Only the lines from the one containing "Target: man in black sweater" through the one containing "Target: baseball cap" should be printed, exactly as they appear below, with both ends included.

- Supplied entries
• • • •

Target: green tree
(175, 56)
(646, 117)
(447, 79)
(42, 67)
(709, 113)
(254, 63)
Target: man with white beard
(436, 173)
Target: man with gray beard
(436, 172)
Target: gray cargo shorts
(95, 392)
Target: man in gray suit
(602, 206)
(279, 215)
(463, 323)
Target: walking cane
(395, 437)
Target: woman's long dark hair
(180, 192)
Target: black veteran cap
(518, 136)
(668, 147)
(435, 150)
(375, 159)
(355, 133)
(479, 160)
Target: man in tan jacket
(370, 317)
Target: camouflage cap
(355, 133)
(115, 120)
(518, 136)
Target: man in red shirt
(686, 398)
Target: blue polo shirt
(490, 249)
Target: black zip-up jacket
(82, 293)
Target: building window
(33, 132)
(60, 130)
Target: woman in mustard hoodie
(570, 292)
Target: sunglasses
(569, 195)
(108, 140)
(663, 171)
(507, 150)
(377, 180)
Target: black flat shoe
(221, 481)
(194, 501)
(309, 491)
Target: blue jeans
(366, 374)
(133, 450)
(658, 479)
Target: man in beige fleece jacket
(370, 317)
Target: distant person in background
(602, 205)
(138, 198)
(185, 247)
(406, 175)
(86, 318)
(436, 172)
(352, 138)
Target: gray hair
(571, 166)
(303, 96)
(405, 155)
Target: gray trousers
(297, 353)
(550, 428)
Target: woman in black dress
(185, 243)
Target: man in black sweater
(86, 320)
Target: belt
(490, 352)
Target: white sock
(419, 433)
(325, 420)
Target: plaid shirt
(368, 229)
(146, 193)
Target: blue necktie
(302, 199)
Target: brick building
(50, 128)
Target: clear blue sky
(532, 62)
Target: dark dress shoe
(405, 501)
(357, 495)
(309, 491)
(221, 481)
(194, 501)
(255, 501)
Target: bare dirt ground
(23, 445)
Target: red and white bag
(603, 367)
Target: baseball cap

• • • •

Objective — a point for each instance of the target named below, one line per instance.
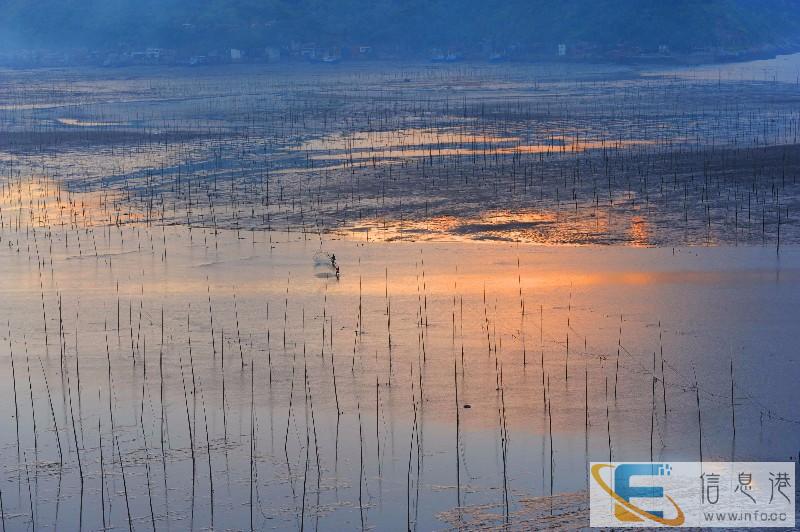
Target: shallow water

• • • •

- Exercise solution
Target: man in black sweater
(86, 320)
Target: belt
(490, 352)
Target: white sock
(419, 433)
(325, 420)
Target: plaid shirt
(368, 229)
(146, 193)
Target: blue necktie
(302, 199)
Target: brick building
(50, 128)
Target: clear blue sky
(532, 62)
Target: dark dress shoe
(405, 501)
(357, 495)
(309, 491)
(221, 481)
(194, 501)
(255, 501)
Target: bare dirt ground
(23, 445)
Target: red and white bag
(603, 367)
Target: baseball cap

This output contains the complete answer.